* Your assignment:
Without omitting anything, copy every entry word for word.

* * * * *

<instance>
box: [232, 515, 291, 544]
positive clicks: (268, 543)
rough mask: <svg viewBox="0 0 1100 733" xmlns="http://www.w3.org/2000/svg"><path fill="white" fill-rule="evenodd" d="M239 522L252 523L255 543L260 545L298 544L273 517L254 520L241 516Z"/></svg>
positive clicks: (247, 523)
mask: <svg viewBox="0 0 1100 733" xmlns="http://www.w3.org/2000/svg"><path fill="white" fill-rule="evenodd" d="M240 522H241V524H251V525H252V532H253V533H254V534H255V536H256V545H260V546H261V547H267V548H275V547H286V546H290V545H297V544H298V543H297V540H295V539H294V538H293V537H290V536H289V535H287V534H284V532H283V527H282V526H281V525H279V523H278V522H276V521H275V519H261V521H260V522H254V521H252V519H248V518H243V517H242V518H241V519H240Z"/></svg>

* * * * *

* Task response:
<instance>
box: [232, 515, 291, 544]
positive clicks: (268, 543)
rough mask: <svg viewBox="0 0 1100 733" xmlns="http://www.w3.org/2000/svg"><path fill="white" fill-rule="evenodd" d="M239 522L252 523L255 543L260 545L298 544L273 517L254 520L241 516Z"/></svg>
positive clicks: (247, 523)
mask: <svg viewBox="0 0 1100 733" xmlns="http://www.w3.org/2000/svg"><path fill="white" fill-rule="evenodd" d="M240 522H241V524H251V525H252V532H253V533H254V534H255V536H256V545H260V546H261V547H267V548H275V547H286V546H290V545H297V544H298V543H297V540H295V539H294V538H293V537H290V536H289V535H287V534H284V532H283V527H282V526H281V525H279V523H278V522H276V521H275V519H261V521H260V522H254V521H252V519H248V518H243V517H242V518H241V519H240Z"/></svg>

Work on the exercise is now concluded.